**Problem description**: Retype the complete listing exactly as it appears.
>>>>>
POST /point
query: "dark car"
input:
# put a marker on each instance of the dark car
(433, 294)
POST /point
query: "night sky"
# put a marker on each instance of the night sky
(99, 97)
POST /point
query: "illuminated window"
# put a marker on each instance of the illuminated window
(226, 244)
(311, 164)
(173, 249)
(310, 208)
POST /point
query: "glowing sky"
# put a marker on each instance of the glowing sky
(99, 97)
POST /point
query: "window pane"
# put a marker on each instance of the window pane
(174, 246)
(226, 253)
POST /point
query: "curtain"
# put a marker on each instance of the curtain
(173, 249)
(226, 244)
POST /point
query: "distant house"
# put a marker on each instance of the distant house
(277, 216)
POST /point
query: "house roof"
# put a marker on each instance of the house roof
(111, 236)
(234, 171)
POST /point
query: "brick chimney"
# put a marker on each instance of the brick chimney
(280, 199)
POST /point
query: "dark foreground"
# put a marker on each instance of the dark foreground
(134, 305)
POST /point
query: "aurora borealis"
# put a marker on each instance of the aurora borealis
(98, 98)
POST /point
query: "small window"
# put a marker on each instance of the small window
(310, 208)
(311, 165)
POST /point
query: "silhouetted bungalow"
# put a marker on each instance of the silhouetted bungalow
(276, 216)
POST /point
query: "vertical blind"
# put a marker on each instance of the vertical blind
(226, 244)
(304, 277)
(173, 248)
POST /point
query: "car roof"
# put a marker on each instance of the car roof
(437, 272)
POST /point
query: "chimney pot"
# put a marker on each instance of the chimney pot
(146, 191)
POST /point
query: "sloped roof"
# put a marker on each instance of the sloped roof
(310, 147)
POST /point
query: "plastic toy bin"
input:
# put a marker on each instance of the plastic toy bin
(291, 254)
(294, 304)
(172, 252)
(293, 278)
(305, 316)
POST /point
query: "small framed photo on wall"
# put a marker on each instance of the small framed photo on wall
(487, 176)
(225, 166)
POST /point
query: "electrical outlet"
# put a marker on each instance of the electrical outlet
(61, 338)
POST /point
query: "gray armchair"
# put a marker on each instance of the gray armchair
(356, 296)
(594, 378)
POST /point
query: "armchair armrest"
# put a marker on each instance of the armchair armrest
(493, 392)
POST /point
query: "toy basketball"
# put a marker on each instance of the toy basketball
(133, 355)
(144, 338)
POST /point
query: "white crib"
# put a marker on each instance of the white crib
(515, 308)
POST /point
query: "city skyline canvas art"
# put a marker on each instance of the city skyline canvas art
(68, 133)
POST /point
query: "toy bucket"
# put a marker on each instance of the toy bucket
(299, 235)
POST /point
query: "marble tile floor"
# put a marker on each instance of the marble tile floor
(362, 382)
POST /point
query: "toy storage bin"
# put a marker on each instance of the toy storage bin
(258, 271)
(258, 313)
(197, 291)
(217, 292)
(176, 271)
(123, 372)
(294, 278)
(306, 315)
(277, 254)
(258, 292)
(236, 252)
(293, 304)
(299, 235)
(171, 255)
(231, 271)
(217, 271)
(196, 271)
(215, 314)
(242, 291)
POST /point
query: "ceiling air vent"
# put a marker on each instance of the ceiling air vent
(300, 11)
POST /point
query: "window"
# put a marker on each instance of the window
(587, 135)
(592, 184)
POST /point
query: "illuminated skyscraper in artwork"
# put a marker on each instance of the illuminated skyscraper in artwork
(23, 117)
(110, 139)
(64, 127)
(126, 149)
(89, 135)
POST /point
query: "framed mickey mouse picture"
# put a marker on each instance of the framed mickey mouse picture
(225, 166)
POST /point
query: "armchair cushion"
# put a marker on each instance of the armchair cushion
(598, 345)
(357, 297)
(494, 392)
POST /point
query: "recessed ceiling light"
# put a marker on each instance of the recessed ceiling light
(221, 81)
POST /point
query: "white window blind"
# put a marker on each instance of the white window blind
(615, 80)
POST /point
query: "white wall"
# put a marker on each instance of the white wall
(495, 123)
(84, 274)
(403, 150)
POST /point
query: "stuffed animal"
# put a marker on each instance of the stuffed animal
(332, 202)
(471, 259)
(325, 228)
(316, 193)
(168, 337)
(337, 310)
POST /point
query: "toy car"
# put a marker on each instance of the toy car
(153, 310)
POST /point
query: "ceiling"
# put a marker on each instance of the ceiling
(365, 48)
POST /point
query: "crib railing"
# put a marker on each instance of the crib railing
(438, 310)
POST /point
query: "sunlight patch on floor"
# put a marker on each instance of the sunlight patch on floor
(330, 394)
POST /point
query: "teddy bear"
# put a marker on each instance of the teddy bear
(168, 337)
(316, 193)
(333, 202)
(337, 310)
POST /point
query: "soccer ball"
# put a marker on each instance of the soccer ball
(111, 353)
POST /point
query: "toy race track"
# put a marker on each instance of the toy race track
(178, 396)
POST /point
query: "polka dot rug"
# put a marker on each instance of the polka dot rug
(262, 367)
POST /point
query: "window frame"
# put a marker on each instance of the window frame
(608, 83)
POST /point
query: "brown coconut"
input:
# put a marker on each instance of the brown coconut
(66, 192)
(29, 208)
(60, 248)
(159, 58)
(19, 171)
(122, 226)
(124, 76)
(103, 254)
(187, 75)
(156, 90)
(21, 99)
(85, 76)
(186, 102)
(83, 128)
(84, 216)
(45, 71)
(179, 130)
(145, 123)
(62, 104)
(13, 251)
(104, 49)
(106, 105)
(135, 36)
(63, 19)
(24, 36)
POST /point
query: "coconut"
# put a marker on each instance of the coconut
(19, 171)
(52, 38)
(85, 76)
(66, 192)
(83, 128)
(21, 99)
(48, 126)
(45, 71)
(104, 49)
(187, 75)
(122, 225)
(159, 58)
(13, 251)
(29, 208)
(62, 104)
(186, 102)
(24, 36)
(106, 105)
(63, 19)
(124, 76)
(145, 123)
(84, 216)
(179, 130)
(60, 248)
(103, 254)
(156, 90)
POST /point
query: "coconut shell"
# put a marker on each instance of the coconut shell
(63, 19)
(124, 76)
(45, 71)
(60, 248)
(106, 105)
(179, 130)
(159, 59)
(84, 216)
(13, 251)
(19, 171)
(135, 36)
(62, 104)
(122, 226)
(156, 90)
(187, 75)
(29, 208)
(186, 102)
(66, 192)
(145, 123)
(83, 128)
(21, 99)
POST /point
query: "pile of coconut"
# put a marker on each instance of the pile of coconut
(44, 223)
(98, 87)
<<<<<
**Written reply**:
POST /point
query: "dark car"
input:
# put a marker on each instance of the dark car
(433, 294)
POST /point
query: "night sky"
# put a marker on each instance of the night sky
(99, 97)
POST /point
query: "illuminated window"
# put a marker on each instance of the illuminated window
(226, 244)
(311, 164)
(173, 249)
(310, 208)
POST /point
query: "glowing sky"
# put a marker on each instance of the glowing sky
(99, 97)
POST /point
query: "window pane"
# put a marker on each instance of the window pane
(174, 246)
(226, 253)
POST /point
query: "curtain"
# put a marker on each instance of the curtain
(173, 249)
(226, 244)
POST /point
query: "distant house"
# put a marker on each instance of the distant house
(277, 216)
POST /point
query: "house roof"
# put a marker on each instance of the house roof
(111, 236)
(234, 171)
POST /point
query: "brick chimney"
# put a marker on each instance of the brick chimney
(280, 199)
POST /point
query: "dark foreground"
# put a marker on each instance of the dark foreground
(134, 305)
POST /point
query: "aurora borealis"
# put a marker on each instance of the aurora borealis
(98, 98)
POST /point
query: "small window"
# put a marker on each instance of the small window
(310, 208)
(311, 165)
POST /point
query: "silhouetted bungalow"
# put a marker on each instance of the silhouetted bungalow
(276, 216)
POST /point
query: "vertical blind"
# put a marker on each instance of the vertical blind
(226, 244)
(304, 277)
(173, 248)
POST /point
query: "car roof"
# put a marker on each instance of the car roof
(437, 272)
POST /point
query: "chimney pot"
# put a marker on each instance of the chimney pot
(146, 191)
POST /point
query: "sloped roof"
# put a marker on each instance of the sloped roof
(310, 147)
POST /point
query: "plastic toy bin"
input:
# put a marker on each instance of the plastic toy bin
(291, 254)
(294, 304)
(172, 252)
(293, 278)
(305, 316)
POST /point
query: "small framed photo on wall"
# put a marker on each instance of the small framed photo on wall
(487, 176)
(225, 166)
POST /point
query: "electrical outlet"
# put a marker on each instance of the electrical outlet
(61, 338)
POST /point
query: "gray armchair"
# put a marker on each instance of the gray armchair
(356, 296)
(594, 378)
POST /point
query: "armchair armrest"
# put a marker on each instance of the armchair armrest
(493, 392)
POST /point
query: "toy basketball"
# put a marker on each instance of the toy basketball
(133, 355)
(144, 338)
POST /point
query: "white crib"
# put a marker on each instance of the white crib
(515, 308)
POST /point
query: "city skyline canvas art"
# put a marker on each instance of the city skyline canvas art
(68, 133)
POST /point
query: "toy bucket"
# put a marker on each instance of the toy bucket
(299, 235)
POST /point
query: "marble tile floor"
# put a marker on each instance of the marble tile floor
(362, 382)
POST /point
query: "toy storage bin"
# put a marker on each instance of the toy storage bin
(258, 271)
(258, 313)
(197, 291)
(217, 292)
(176, 271)
(123, 372)
(294, 278)
(306, 315)
(277, 254)
(258, 292)
(236, 252)
(293, 304)
(299, 235)
(171, 255)
(231, 271)
(217, 271)
(196, 271)
(215, 314)
(242, 291)
POST /point
query: "ceiling air vent"
# put a marker on each instance of the ceiling air vent
(300, 11)
POST /point
query: "window"
# put a marker on each instance of the window
(587, 135)
(592, 184)
POST /point
query: "illuminated skyscraper in artwork"
# put a marker on each instance of the illuminated skyscraper in artwork
(23, 117)
(110, 139)
(64, 127)
(126, 149)
(89, 135)
POST /point
query: "framed mickey mouse picture"
# put a marker on each instance of the framed mickey mouse picture
(225, 166)
POST /point
query: "armchair cushion"
# put a marker on each instance of the armchair cushion
(598, 345)
(357, 297)
(494, 392)
POST /point
query: "recessed ceiling light"
# put a marker on each instance of the recessed ceiling light
(221, 81)
POST /point
query: "white window blind"
# put a marker on each instance of the white window blind
(615, 80)
POST /point
query: "white wall"
# put a marker on each instance of the white wall
(495, 123)
(84, 274)
(403, 150)
POST /point
query: "stuffed animal"
# put a marker on each instance of the stuffed animal
(332, 202)
(471, 259)
(325, 228)
(316, 193)
(168, 337)
(337, 310)
POST /point
query: "toy car"
# put a marker on each instance of the toy car
(153, 310)
POST /point
query: "ceiling"
# put a marker on each instance of the ceiling
(365, 48)
POST /point
query: "crib railing"
# put a marker on each instance of the crib railing
(438, 310)
POST /point
query: "sunlight patch on floor"
# put a marker on each instance of the sunlight patch on floor
(330, 394)
POST /point
query: "teddy bear"
# put a marker on each instance of the teddy bear
(168, 337)
(316, 193)
(333, 202)
(337, 310)
POST /point
query: "soccer ball"
# put a marker on each instance of the soccer ball
(111, 353)
POST /point
query: "toy race track"
# put a marker on each instance of the toy race track
(178, 396)
POST /point
query: "polka dot rug"
# put a marker on each instance of the polka dot rug
(262, 367)
POST /point
query: "window frame"
# put a marker on each instance of the window frame
(608, 83)
POST /point
query: "brown coconut"
input:
# put a marker on each instance of the brown coconut
(66, 192)
(29, 208)
(60, 248)
(159, 58)
(19, 171)
(122, 226)
(124, 76)
(103, 254)
(187, 75)
(156, 90)
(21, 99)
(85, 76)
(186, 102)
(83, 128)
(84, 216)
(45, 71)
(179, 130)
(145, 123)
(62, 104)
(13, 251)
(104, 49)
(106, 105)
(135, 36)
(63, 19)
(24, 36)
POST /point
query: "coconut"
# put a marker on each instance of the coconut
(19, 171)
(52, 38)
(85, 76)
(66, 192)
(83, 128)
(21, 99)
(48, 126)
(45, 71)
(104, 49)
(187, 75)
(122, 225)
(159, 58)
(13, 251)
(29, 208)
(62, 104)
(186, 102)
(24, 36)
(106, 105)
(63, 19)
(124, 76)
(145, 123)
(84, 216)
(179, 130)
(60, 248)
(103, 254)
(156, 90)
POST /point
query: "coconut shell"
# put a marker on each instance of the coconut shell
(63, 19)
(124, 76)
(45, 71)
(60, 248)
(106, 105)
(179, 130)
(159, 59)
(84, 216)
(13, 251)
(19, 171)
(135, 36)
(62, 104)
(122, 226)
(156, 90)
(187, 75)
(29, 208)
(186, 102)
(66, 192)
(145, 123)
(83, 128)
(21, 99)
POST /point
query: "pile of coconut"
# put a marker on each instance of the pile of coconut
(44, 223)
(98, 87)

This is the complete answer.